> **PROBLEM**
Reproduce each line of the material precisely.

> **TASK INPUTS**
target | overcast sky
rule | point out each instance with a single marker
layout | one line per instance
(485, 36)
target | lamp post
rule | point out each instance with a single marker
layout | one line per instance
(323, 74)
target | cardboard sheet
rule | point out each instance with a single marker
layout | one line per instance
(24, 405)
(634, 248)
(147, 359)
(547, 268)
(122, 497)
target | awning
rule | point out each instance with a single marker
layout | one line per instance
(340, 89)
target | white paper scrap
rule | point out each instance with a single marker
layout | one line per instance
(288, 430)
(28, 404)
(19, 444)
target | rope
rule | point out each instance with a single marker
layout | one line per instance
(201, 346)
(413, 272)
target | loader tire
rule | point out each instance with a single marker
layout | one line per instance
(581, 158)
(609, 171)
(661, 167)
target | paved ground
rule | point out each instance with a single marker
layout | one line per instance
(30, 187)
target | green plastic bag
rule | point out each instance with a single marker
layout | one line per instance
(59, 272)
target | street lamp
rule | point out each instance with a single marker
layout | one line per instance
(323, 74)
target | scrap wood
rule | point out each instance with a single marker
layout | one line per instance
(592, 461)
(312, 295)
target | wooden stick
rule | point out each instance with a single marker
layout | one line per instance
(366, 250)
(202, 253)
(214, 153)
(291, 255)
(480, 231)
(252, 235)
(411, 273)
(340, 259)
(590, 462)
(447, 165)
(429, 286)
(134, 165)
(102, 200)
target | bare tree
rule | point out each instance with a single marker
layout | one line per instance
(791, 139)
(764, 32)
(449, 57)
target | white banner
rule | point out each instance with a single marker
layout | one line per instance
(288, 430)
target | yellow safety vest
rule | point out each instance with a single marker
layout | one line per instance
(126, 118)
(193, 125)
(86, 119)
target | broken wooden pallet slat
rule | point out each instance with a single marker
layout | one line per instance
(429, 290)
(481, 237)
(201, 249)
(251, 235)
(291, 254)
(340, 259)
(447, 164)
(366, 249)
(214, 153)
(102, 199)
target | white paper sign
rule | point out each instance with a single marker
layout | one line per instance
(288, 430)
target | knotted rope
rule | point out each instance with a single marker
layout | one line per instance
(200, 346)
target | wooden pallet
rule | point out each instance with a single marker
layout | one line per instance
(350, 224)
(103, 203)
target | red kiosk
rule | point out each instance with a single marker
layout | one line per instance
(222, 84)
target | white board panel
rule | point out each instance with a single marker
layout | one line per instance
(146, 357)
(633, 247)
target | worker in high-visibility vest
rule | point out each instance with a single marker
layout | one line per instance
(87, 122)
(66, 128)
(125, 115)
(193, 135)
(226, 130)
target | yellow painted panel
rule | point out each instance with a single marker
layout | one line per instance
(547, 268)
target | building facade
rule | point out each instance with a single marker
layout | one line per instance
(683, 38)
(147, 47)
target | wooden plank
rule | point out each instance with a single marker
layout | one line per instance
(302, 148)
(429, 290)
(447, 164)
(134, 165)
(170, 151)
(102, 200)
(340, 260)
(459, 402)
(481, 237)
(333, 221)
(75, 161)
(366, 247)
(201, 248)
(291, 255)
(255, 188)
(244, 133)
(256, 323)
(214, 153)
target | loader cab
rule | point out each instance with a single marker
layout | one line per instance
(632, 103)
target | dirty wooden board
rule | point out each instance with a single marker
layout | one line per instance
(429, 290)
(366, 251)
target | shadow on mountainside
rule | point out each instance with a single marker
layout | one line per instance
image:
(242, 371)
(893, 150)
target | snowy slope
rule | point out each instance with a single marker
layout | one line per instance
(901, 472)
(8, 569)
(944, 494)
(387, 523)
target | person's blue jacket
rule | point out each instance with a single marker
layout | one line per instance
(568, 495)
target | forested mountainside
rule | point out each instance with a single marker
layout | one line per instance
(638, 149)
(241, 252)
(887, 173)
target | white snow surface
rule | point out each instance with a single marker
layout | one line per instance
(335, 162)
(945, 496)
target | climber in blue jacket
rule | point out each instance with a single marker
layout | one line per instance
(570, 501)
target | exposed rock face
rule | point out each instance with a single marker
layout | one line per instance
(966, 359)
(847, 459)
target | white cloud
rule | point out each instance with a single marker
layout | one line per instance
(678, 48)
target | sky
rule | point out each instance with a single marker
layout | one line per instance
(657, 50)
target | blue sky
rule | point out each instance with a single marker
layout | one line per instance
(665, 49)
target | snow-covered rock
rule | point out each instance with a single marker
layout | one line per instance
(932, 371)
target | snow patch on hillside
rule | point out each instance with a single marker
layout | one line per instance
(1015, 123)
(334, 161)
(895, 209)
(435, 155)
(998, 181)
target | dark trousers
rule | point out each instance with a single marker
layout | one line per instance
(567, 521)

> **TASK ANSWER**
target | overcast sky
rule | point out each instance with a single marker
layout | one line per instance
(485, 36)
target | lamp post
rule | point out each instance with a single marker
layout | one line per instance
(323, 74)
target | cardboard sheet
rule | point out each instance with a single marker
layout | one line per instance
(24, 405)
(634, 248)
(147, 359)
(547, 268)
(122, 497)
target | awning
rule | point out each instance with a single marker
layout | one line per instance
(340, 89)
target | white paper scrap
rule | point out each instance with a single marker
layout | one line per instance
(288, 430)
(28, 404)
(19, 444)
target | rope
rule | point out each instance with a single marker
layout | one line per instance
(201, 346)
(413, 272)
target | loader tire
rule | point out each instance with a single marker
layout | one line per instance
(581, 158)
(609, 171)
(661, 167)
target | paved ground
rule | point out each instance with a single marker
layout | one line per instance
(30, 187)
target | green plastic bag
rule | point out each instance with a single marker
layout | one line per instance
(59, 272)
target | street lamp
rule | point out each instance with a single marker
layout | one line per instance
(323, 74)
target | scrap wood
rule | point out each instance with a single marker
layout | one line per instance
(592, 461)
(312, 295)
target | wooden stick
rule | point out each instance with a single marker
layout | one line per instance
(366, 250)
(202, 253)
(214, 153)
(291, 255)
(480, 231)
(252, 235)
(411, 273)
(340, 259)
(590, 462)
(447, 165)
(429, 286)
(134, 165)
(102, 200)
target | bare tree
rule | point out each instance with a single marker
layout | one line per instance
(791, 139)
(764, 32)
(449, 57)
target | white banner
rule | point out each instance with a single marker
layout | one line per instance
(288, 430)
target | yellow safety vest
rule | point out each instance with a single marker
layout | one line per instance
(126, 118)
(193, 125)
(86, 119)
target | broken wooden pallet slat
rule | point out each instance with a single marker
layout | one line per instance
(429, 290)
(481, 237)
(201, 249)
(251, 235)
(291, 254)
(340, 259)
(447, 164)
(366, 249)
(214, 153)
(102, 199)
target | white paper sign
rule | point out each instance with a single marker
layout | one line per instance
(288, 430)
target | knotted rope
rule | point out each instance with a single marker
layout | one line per instance
(200, 346)
target | wooden pallet
rule | point out each instance with a single marker
layout | one line per instance
(350, 224)
(103, 203)
target | red kiosk
rule | point out each instance with a single marker
layout | one line per instance
(222, 84)
target | white board panel
rule | point out each instance with a single marker
layout | one line per instance
(146, 357)
(633, 247)
target | worker in high-visibility vest
rule | point out each instance with a single marker
layout | one line per instance
(87, 122)
(66, 128)
(125, 115)
(193, 135)
(226, 130)
target | yellow painted panel
rule | point out each instance with a single marker
layout | one line per instance
(547, 268)
target | building facade
rule | point out each instance with a single marker
layout | one line per instance
(683, 38)
(147, 47)
target | wooden plank
rule | point out each instance with a single marker
layout | one line per instance
(302, 148)
(429, 290)
(447, 164)
(134, 165)
(170, 151)
(102, 200)
(340, 260)
(459, 402)
(481, 237)
(333, 221)
(75, 161)
(366, 247)
(201, 248)
(291, 255)
(255, 188)
(244, 133)
(256, 323)
(214, 153)
target | loader cab
rule | point out each instance with a single marker
layout | one line per instance
(632, 103)
target | dirty wooden board
rule | point out each instance with a single marker
layout | one line per instance
(429, 290)
(366, 251)
target | shadow on mountainside
rule | point out each instance with a single marker
layout | one line per instance
image:
(242, 371)
(893, 150)
target | snowy slope
rule | point out each instance with a single marker
layout | one line per instance
(901, 472)
(8, 569)
(944, 494)
(387, 523)
target | person's blue jacket
rule | point out each instance with a single marker
layout | one line per instance
(568, 495)
target | forested mountainside
rule | point out each instance with a single marker
layout | one line per instance
(638, 149)
(241, 252)
(887, 173)
target | white snow surface
rule | point out each instance with a single marker
layout | one line per instance
(335, 162)
(945, 496)
target | climber in blue jacket
rule | point out each instance with a single marker
layout | one line per instance
(570, 501)
target | exposed rock face
rule | point out each instance with a single marker
layout | one line per instance
(966, 359)
(847, 459)
target | white cloud
rule | point out each instance with a single marker
layout | one line per instance
(678, 48)
target | sky
rule | point out each instance with a single marker
layout | one line per instance
(657, 50)
target | blue sky
rule | point out each instance with a single marker
layout | one line per instance
(665, 49)
target | snow-covered rock
rule | point out each instance with a single marker
layout | one line per instance
(932, 371)
target | snow patch on hillside
rule | point out each instance with a single marker
layout | one line per instance
(1015, 123)
(334, 161)
(895, 209)
(435, 155)
(998, 181)
target | dark trousers
rule | point out each instance with a single marker
layout | one line per instance
(567, 521)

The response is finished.